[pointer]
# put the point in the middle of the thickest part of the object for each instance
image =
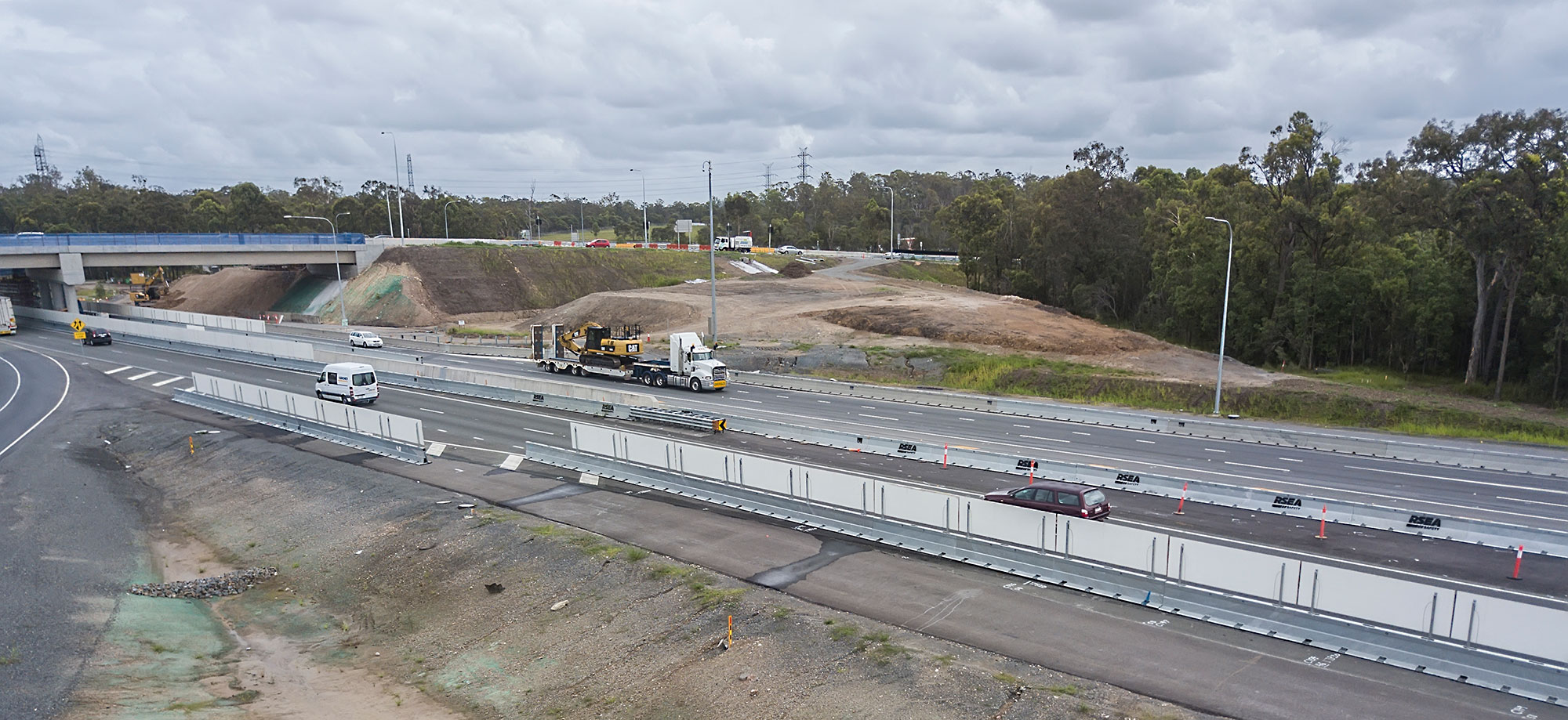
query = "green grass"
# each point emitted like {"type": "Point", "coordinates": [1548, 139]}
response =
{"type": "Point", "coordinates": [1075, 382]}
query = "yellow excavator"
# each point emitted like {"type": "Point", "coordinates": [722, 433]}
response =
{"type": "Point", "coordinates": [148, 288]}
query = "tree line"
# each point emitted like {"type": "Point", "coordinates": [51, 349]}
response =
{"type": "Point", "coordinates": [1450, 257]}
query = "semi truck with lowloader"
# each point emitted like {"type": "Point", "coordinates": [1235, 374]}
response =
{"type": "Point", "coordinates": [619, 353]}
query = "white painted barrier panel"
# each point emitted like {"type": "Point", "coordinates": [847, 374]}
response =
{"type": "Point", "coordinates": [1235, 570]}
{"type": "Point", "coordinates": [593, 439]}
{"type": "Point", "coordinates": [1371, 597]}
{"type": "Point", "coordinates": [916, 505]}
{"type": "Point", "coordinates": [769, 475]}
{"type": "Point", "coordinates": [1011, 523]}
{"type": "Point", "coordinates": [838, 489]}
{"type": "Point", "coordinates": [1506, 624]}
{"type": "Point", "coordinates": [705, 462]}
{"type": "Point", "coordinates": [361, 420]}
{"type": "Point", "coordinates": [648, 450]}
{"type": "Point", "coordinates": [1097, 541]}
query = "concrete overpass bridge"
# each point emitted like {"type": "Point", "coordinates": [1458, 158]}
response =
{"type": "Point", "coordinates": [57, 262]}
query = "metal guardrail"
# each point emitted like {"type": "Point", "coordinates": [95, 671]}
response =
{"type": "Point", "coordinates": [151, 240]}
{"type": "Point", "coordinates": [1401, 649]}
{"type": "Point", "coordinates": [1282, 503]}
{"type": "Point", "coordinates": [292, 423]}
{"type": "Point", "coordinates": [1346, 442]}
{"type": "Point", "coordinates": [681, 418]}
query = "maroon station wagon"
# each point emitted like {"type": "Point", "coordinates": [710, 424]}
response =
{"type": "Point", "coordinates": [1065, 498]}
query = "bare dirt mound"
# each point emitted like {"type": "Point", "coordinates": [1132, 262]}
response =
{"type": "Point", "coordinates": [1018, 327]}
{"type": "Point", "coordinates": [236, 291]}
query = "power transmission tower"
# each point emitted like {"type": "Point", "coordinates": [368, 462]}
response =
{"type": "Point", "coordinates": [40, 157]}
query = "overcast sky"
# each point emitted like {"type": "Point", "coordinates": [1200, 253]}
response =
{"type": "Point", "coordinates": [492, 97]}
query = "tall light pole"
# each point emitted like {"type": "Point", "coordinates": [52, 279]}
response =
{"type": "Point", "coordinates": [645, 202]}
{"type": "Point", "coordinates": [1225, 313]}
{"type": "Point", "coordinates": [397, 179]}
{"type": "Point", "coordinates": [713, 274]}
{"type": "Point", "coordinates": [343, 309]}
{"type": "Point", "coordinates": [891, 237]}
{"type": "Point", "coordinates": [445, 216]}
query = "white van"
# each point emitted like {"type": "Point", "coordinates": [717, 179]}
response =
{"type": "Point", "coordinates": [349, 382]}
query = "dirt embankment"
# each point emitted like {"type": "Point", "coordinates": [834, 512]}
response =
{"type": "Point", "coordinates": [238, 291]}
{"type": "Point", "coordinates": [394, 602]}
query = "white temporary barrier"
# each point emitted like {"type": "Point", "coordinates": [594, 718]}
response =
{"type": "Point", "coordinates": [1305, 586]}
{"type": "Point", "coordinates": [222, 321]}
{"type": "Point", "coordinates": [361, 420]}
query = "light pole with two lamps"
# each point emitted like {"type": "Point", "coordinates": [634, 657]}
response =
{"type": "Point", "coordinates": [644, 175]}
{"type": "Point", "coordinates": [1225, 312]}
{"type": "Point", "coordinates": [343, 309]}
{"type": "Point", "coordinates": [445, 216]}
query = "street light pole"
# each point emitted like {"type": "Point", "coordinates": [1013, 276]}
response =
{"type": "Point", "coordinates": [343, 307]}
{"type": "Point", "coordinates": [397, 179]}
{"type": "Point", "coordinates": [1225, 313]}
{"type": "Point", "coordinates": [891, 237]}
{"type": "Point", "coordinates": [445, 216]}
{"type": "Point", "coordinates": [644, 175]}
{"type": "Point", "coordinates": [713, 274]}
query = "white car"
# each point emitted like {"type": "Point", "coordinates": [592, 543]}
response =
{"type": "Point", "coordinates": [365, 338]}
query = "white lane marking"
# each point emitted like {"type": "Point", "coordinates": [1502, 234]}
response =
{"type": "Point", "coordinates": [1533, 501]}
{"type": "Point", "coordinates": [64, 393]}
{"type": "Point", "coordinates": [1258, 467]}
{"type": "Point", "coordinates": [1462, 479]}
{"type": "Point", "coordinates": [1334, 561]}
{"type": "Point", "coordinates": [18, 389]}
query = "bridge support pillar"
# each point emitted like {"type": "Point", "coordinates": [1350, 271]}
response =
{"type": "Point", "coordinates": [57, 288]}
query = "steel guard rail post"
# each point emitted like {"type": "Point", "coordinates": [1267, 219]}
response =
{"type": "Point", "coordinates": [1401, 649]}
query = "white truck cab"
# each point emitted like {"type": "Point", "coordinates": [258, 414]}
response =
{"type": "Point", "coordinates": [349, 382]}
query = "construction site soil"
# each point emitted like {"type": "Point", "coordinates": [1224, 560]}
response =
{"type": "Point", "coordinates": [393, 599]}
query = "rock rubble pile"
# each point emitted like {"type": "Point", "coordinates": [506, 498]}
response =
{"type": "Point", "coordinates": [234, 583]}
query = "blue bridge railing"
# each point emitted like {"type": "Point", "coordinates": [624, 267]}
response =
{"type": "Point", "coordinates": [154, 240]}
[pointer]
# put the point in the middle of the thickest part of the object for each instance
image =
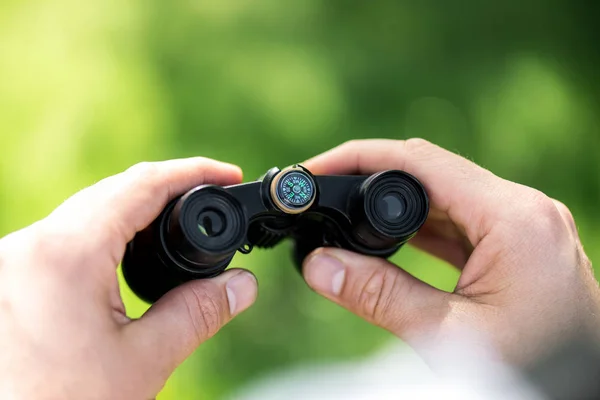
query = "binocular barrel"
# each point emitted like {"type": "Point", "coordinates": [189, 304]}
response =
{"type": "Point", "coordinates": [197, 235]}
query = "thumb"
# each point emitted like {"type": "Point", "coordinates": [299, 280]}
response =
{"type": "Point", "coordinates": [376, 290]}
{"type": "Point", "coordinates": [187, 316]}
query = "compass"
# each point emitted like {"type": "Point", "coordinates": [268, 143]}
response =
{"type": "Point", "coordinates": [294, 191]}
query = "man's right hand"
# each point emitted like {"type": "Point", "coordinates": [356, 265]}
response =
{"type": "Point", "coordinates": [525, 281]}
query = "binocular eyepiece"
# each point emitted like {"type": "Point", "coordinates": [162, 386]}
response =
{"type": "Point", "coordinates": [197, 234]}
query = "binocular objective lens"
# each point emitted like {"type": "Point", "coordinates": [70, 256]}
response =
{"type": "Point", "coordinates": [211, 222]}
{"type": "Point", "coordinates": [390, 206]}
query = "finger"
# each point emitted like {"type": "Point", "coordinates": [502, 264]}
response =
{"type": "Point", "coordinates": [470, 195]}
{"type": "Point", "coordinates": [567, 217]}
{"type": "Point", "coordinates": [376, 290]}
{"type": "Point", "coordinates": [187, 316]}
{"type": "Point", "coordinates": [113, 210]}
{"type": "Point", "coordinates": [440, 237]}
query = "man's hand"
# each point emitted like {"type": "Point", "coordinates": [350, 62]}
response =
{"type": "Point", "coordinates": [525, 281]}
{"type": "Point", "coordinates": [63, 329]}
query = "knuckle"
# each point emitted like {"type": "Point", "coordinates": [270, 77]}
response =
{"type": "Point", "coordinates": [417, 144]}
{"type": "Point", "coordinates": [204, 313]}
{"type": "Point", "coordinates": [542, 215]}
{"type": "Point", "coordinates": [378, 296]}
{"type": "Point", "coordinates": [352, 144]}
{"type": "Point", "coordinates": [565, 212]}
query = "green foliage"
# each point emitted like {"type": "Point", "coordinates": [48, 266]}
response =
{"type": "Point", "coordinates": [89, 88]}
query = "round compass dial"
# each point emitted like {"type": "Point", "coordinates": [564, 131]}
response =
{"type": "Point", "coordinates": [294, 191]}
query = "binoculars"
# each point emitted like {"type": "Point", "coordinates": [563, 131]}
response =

────────

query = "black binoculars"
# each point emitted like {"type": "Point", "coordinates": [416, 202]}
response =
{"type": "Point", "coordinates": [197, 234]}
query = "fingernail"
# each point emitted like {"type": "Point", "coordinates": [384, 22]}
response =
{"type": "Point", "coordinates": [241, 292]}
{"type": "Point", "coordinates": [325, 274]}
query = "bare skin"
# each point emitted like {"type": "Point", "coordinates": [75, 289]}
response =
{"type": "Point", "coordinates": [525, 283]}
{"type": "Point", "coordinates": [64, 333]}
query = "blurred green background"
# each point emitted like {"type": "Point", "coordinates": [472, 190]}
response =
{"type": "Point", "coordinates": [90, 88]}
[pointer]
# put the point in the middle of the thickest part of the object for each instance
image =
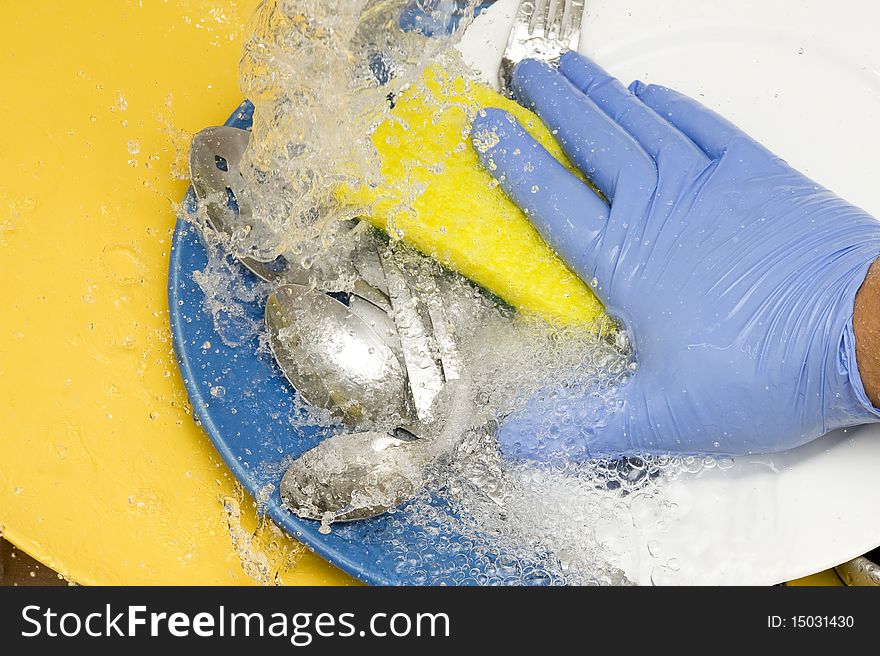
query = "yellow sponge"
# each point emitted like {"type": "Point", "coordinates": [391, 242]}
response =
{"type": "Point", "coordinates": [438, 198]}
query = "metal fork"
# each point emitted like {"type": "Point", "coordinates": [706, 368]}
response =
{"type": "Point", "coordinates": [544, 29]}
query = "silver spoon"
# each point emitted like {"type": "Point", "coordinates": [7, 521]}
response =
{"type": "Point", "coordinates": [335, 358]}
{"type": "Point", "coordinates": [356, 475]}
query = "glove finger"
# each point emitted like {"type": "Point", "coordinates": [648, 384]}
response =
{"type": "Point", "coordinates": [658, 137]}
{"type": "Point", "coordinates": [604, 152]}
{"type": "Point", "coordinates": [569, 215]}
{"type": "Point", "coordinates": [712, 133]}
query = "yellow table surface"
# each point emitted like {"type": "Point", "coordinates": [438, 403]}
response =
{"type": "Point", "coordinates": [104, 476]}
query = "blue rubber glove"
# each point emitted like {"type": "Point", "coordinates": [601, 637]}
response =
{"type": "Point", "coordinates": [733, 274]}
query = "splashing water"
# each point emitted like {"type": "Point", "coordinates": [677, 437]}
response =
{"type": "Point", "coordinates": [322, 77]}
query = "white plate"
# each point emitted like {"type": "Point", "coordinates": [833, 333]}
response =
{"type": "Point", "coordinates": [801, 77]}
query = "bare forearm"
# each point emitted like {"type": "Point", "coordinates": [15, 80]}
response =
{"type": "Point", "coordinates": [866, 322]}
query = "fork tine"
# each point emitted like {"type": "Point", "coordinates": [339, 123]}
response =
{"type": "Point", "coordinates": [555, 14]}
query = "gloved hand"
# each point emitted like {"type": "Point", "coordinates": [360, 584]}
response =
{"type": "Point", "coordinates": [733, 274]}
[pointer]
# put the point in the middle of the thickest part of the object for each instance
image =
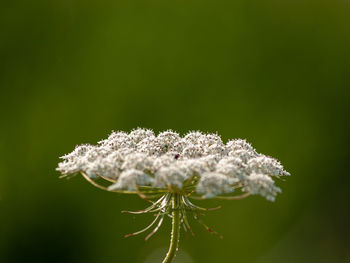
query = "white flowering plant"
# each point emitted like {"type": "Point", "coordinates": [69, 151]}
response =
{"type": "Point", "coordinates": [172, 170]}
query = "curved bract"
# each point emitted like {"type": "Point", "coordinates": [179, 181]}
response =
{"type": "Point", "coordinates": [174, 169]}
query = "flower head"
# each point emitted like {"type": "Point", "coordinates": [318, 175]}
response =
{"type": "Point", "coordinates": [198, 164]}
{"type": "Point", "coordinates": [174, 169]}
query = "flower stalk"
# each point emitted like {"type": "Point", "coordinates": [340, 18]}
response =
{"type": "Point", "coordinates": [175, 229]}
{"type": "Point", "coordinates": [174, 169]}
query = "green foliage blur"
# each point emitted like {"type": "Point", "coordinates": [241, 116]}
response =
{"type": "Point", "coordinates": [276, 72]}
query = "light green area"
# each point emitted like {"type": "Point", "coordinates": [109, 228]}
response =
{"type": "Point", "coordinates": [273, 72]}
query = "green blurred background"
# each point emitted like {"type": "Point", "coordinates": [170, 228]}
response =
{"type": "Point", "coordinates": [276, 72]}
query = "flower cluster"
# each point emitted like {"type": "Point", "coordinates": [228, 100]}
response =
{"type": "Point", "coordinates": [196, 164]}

────────

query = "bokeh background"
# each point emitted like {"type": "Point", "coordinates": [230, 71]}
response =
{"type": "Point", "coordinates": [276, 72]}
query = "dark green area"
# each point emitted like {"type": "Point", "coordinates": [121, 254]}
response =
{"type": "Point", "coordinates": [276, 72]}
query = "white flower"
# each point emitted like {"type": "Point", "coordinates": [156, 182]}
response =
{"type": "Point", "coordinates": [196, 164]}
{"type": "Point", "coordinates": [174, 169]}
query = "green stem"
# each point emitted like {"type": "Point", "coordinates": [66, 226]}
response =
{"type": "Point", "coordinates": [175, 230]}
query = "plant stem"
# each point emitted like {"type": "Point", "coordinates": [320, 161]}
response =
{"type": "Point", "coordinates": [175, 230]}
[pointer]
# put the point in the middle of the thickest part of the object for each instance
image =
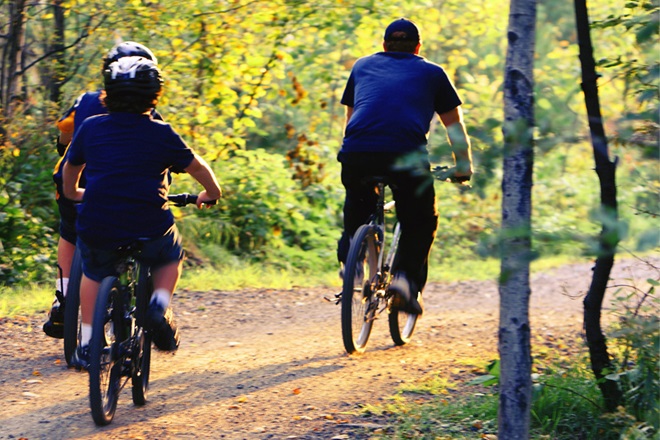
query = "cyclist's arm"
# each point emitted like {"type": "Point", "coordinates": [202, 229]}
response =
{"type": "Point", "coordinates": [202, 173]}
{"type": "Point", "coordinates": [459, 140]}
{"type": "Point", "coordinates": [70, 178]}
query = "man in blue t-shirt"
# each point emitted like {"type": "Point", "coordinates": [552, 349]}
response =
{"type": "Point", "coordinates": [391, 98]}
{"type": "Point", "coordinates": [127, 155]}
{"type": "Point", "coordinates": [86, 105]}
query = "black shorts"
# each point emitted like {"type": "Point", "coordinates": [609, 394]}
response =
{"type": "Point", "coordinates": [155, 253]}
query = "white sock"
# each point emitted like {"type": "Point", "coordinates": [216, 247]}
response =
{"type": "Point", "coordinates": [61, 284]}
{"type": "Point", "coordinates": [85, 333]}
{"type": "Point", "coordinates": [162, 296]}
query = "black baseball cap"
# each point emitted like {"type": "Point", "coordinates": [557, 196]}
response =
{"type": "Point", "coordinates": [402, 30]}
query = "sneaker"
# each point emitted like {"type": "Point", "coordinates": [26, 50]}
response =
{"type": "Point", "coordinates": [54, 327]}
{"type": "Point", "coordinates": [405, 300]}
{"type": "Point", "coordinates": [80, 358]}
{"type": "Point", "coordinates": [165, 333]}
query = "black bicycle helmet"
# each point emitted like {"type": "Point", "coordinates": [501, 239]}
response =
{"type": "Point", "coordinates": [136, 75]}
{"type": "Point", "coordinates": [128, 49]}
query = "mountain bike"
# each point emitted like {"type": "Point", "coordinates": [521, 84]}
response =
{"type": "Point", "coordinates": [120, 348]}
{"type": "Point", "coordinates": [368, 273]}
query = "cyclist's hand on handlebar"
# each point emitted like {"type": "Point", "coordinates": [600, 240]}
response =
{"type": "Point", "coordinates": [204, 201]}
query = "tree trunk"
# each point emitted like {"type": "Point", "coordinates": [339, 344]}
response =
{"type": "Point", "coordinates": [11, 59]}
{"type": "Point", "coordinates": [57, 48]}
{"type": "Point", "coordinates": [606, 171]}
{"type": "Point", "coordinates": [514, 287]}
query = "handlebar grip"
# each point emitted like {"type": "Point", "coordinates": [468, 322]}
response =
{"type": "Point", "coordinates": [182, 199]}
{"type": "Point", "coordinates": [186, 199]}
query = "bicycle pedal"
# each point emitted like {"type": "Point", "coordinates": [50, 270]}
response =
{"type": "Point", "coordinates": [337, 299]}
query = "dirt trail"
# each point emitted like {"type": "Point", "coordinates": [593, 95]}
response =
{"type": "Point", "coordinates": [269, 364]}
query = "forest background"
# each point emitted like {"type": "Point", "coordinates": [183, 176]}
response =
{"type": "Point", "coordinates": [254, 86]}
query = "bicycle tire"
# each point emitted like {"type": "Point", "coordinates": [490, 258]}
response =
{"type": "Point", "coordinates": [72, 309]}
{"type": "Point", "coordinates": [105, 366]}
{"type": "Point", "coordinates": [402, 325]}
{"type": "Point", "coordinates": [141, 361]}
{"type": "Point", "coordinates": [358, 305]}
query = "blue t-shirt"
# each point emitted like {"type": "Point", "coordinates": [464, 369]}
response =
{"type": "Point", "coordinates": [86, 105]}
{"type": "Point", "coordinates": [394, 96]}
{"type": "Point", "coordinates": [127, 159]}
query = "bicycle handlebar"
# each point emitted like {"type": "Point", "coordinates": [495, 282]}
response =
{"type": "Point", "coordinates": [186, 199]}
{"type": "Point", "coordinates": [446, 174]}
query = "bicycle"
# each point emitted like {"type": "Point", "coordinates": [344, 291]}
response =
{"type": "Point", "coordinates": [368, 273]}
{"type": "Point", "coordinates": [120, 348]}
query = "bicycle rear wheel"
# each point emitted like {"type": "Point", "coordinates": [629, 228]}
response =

────────

Select and copy every line of the rows above that contains the word "bridge".

▸ Solved problem:
query = "concrete overpass bridge"
query = "bridge support pillar"
query = "blue bridge railing"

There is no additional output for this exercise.